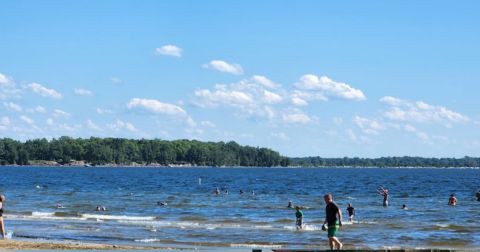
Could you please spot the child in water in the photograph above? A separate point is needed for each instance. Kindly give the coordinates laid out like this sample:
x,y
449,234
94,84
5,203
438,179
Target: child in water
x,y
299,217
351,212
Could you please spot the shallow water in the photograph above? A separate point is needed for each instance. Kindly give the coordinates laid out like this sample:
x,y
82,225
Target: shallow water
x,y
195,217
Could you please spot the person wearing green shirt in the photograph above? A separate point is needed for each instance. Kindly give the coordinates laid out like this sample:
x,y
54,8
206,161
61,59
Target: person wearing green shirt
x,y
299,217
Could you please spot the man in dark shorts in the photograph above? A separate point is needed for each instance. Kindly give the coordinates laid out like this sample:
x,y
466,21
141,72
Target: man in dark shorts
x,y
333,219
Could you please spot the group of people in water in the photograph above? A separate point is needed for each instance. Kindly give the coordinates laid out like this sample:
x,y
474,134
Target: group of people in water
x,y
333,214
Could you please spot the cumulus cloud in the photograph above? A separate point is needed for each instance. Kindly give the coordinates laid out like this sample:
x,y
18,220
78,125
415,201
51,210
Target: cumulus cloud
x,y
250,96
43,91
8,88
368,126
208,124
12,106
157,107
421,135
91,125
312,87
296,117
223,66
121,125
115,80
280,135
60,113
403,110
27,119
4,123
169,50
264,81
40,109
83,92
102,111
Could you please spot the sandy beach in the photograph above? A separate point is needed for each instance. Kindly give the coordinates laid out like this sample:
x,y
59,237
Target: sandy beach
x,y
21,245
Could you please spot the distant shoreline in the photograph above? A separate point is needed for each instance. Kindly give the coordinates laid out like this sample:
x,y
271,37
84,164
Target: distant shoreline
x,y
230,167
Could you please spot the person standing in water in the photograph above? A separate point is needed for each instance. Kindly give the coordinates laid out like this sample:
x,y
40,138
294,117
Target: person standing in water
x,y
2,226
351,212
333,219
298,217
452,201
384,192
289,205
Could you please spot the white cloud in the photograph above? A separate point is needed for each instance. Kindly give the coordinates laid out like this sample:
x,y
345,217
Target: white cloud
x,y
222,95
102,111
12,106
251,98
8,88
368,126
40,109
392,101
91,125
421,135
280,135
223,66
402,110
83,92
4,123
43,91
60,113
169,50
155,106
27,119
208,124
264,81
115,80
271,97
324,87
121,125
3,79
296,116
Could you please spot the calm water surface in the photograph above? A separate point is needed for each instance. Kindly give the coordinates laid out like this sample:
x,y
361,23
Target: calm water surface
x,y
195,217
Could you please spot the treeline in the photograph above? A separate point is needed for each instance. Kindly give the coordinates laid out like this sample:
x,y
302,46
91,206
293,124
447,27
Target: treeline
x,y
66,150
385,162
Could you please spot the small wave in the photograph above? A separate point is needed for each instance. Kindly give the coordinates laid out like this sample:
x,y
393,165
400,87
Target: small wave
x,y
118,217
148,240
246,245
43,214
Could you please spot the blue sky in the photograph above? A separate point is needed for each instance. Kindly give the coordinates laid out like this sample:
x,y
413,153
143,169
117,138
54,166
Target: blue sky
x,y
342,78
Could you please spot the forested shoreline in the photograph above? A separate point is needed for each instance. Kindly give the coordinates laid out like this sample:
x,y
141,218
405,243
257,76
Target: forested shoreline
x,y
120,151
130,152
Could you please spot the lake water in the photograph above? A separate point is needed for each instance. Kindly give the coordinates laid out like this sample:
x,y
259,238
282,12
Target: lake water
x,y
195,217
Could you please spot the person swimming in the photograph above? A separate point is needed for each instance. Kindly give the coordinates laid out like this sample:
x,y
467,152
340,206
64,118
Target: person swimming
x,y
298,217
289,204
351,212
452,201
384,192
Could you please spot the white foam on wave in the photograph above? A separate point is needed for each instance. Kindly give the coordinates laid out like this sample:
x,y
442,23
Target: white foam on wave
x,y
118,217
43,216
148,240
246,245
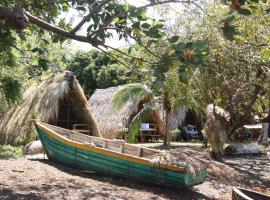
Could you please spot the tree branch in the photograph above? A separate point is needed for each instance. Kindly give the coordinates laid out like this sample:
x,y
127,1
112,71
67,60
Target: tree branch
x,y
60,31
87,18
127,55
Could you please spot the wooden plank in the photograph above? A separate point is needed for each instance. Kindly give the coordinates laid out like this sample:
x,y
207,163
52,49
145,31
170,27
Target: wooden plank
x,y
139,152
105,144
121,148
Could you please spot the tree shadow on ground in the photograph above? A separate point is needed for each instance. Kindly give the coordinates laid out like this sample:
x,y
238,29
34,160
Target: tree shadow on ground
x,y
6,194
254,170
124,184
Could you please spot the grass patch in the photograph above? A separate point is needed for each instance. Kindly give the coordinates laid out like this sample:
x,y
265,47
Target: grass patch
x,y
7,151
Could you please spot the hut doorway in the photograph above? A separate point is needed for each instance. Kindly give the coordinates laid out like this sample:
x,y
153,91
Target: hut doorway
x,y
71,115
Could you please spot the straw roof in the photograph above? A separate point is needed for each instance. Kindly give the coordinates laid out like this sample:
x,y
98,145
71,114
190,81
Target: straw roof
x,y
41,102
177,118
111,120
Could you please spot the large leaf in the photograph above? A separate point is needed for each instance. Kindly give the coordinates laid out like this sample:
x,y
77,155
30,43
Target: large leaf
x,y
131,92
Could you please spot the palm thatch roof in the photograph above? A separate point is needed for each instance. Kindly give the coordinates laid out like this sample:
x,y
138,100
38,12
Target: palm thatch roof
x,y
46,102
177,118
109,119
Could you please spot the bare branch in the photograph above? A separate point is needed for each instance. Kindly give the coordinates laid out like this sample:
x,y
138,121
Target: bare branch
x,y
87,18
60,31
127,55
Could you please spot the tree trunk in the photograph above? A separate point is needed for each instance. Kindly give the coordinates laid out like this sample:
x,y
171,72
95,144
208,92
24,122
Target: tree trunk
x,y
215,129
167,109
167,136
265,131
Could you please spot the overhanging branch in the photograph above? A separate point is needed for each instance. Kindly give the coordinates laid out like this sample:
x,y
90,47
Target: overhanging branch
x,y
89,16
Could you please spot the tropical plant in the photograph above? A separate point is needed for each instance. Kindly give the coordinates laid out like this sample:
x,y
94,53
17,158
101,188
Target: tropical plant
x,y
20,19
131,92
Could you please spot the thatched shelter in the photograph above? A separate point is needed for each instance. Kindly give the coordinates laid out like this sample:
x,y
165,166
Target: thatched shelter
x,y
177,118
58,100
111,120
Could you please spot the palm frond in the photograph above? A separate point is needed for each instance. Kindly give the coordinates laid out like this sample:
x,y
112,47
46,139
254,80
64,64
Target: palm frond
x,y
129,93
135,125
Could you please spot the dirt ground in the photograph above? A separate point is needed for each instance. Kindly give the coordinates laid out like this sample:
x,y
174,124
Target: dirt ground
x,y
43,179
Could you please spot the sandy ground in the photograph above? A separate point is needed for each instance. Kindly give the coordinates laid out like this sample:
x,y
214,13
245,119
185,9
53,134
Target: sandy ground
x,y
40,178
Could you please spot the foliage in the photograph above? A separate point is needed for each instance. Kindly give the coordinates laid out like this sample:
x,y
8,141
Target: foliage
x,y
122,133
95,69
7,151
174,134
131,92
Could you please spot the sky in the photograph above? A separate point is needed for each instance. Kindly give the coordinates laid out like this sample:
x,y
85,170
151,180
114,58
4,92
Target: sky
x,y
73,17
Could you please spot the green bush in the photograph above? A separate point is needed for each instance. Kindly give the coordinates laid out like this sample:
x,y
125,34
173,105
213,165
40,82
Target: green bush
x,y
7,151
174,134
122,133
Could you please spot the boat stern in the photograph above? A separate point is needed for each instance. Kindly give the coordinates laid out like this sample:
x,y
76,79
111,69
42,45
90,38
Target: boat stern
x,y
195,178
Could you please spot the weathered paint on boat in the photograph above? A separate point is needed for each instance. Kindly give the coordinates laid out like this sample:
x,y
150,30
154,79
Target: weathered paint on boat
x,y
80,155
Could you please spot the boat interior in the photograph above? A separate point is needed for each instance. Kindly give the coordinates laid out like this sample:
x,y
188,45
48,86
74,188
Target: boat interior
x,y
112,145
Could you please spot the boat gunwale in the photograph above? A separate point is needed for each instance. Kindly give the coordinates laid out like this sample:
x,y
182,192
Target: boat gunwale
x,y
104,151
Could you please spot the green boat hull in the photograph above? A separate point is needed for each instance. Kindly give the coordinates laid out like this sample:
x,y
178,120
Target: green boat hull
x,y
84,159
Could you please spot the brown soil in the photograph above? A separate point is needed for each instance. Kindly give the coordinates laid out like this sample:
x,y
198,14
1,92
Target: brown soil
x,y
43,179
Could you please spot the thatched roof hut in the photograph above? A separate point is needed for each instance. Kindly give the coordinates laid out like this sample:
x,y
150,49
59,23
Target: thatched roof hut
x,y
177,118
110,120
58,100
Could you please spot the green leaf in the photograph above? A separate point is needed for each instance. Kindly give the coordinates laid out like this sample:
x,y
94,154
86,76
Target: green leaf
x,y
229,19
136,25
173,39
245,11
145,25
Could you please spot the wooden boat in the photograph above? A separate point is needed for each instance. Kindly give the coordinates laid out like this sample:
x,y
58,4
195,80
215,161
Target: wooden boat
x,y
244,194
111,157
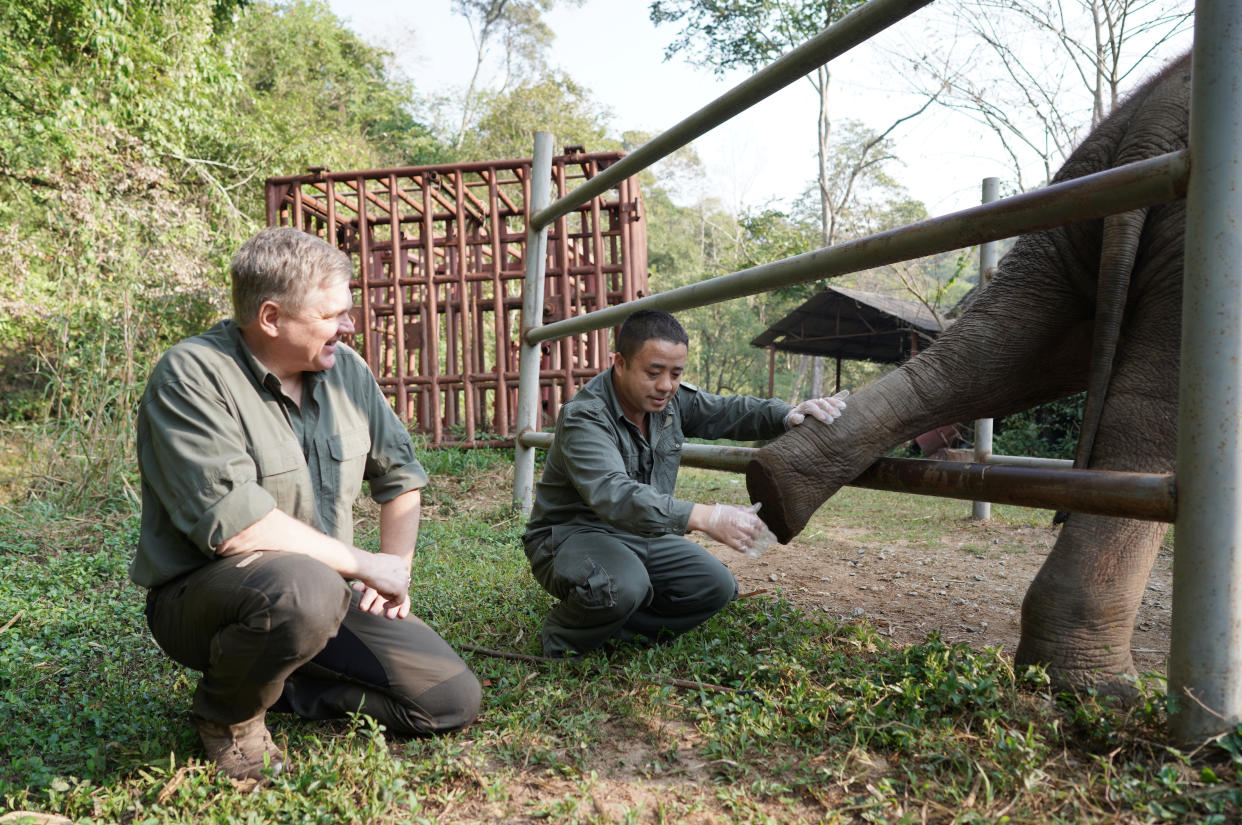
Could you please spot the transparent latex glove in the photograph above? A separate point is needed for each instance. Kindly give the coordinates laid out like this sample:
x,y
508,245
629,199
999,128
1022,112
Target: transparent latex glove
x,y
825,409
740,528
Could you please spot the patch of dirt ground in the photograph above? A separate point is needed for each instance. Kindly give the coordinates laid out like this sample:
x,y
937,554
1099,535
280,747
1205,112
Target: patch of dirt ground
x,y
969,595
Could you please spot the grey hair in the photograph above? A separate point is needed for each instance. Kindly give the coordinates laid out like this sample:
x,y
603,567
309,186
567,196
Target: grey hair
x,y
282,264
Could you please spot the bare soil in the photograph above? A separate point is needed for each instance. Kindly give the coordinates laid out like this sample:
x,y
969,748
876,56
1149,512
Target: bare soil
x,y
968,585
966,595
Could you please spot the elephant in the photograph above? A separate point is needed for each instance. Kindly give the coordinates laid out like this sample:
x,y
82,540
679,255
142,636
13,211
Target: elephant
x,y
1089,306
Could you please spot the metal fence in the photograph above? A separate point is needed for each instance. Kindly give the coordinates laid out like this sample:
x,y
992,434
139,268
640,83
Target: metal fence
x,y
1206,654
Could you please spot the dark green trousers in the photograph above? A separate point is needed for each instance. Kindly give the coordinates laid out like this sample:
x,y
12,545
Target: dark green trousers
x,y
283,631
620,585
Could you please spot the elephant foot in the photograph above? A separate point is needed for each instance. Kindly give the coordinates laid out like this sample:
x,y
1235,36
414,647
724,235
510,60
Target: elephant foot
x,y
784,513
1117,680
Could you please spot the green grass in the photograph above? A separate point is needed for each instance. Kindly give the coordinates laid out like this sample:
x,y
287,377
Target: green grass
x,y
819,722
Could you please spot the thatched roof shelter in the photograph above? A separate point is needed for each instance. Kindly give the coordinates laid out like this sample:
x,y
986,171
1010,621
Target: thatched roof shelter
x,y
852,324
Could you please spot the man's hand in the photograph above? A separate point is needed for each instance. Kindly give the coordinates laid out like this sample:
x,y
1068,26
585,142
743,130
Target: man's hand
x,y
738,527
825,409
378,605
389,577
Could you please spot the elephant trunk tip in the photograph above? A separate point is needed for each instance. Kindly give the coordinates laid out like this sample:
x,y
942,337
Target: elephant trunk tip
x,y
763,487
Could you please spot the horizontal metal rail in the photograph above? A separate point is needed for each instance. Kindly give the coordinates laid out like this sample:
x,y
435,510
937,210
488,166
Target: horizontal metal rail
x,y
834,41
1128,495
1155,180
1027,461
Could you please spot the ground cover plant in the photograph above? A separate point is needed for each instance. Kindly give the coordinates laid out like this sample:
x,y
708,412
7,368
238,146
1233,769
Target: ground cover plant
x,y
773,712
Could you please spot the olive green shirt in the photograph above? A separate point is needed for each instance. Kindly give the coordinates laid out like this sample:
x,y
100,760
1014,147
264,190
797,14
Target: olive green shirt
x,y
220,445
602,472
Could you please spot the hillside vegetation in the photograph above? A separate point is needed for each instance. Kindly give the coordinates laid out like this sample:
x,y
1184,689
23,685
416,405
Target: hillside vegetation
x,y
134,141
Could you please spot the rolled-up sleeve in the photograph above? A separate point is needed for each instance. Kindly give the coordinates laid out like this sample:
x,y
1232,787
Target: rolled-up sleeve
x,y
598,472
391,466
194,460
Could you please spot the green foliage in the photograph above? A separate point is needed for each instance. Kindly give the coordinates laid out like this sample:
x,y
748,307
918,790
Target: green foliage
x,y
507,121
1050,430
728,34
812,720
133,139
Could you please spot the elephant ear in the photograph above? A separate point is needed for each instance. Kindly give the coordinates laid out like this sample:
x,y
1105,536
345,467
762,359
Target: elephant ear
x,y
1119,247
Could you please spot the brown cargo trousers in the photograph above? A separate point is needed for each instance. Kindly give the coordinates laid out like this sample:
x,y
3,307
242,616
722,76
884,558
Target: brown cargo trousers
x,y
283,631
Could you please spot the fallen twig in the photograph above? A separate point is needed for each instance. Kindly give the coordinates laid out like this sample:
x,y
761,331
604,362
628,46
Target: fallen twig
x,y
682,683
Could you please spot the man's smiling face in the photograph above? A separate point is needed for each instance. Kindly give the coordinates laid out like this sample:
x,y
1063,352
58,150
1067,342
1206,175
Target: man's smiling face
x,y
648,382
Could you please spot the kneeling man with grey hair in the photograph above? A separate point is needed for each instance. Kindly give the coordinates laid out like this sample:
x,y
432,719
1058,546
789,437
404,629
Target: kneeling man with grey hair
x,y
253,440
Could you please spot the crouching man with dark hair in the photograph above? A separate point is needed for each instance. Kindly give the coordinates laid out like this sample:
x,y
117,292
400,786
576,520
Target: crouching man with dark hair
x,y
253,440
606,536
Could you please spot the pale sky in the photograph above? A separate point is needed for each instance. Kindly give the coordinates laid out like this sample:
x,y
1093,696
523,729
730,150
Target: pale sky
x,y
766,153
+++
> **Task brief**: Transcribe exactly, and only, the lines that extend from the one containing "Could you please spot the pale" to the end of the records above, inclusive of both.

> **Written response**:
Could you please spot the pale sky in the photograph above? A separate point is needed for each instance. Kindly give the coordinates laid out like this sample:
x,y
1093,696
523,729
730,150
Target: pale sky
x,y
766,153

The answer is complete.